» Complete the following
1 – In the clinic description, how many hours per week do students work on average as legal counsel?
2 – Translate this sentence from the clinic description into Spanish: "Students will meet in a classroom sitting twice a week."

» Excerpt
<<<<
Students in the Social Enterprise & Economic Empowerment Clinic serve as outside counsel for social enterprises, nonprofit organizations and small businesses on corporate and transactional matters. Students advise their clients on a variety of corporate governance, compliance, transactional, and operational matters. Through their client work, students gain experience as business attorneys and develop transactional lawyering skills such as strategic planning, project management, client interviewing and counseling, legal research and analysis, contract drafting, and cross-cultural competencies. Students work closely with their clients to understand their organizational model, industry, and social impact goals to then provide counsel customized to the client’s particular corporate needs. Students are encouraged to grapple with and develop their own perspectives about how lawyers can best participate in the growing social enterprise sector and how transactional law can advance issues of economic and social justice.
The Clinic is taught by Professor Alina Ball. It is not possible to concurrently enroll in the same semester in both this course and another live-client clinic, legal or judicial externship, or the Startup Legal Garage.
Students will meet in a classroom sitting twice a week. The first classroom session will be a 2-hour seminar to strengthen students’ knowledge of relevant areas of law and critically examine the theoretical themes of the course. Topics addressed include, but are not limited to, social enterprise statutes, corporate and business entities, transaction planning, contract drafting, the historical context of economic justice movements in the Bay Area, and the role of lawyers in regional economic development. The second classroom session will be a shorter class primarily dedicated to case rounds, where student teams lead discussions on salient issues raised in their client representation. This opportunity allows students to further develop areas of substantive expertise, solicit timely feedback from their colleagues, and engage in collaborative problem-solving. Time spent in the second class meeting will count towards the fieldwork component of the course.
Students will work an average of sixteen (16) hours per week as legal counsel to social enterprises, nonprofit organizations and small businesses on corporate and transactional matters. Students will work in pairs, communicate regularly with clients, develop and implement case strategies, and lead weekly case meetings with Professor Ball. Fieldwork activities typically include client interviewing, attending client meetings, conducting legal research, providing client counseling, and drafting corporate documents and agreements. Each student team will write case memorandum chronicling their legal representation.
3rd, 4th, 5th and 6th semester students.
3 unit non-GPA class and 4 unit fieldwork component, graded pass-fail, must be taken concurrently. Fieldwork units count against the 20 unit maximum credit for non-classroom work.
Students need to have taken or plan to be concurrently enrolled in 1) Business Associations and 2) another course that demonstrates the student’s interest in transactional law and/or entity representation. Courses that satisfy the second requirement include, but are not limited to: Advanced Business Law Seminar; Commercial Contract Writing; Employment Discrimination; Environmental Law; Federal Income Taxation of Corporations & Partnerships; International Business Transactions; Mergers & Acquisitions; Native American Law (Federal Indian Law); Non-Profit Organizations; Real Estate Transactions; Secured Transactions; Venture Capital & Startup Tech.
>>>>
» Data items
<<<<
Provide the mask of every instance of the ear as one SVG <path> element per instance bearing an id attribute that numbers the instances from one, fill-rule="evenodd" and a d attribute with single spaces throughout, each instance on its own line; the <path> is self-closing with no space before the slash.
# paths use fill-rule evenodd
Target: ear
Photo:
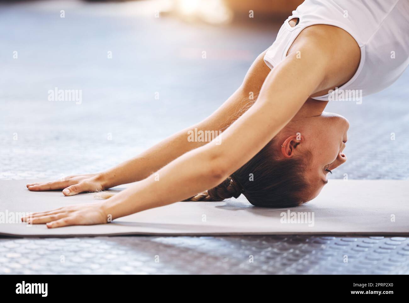
<path id="1" fill-rule="evenodd" d="M 284 158 L 292 158 L 297 147 L 304 141 L 304 137 L 299 134 L 290 136 L 281 144 L 281 154 Z"/>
>>>>
» Responses by item number
1 – Students work an average of sixteen hours per week.

2 – Los estudiantes se reunirán en una sesión de clase dos veces por semana.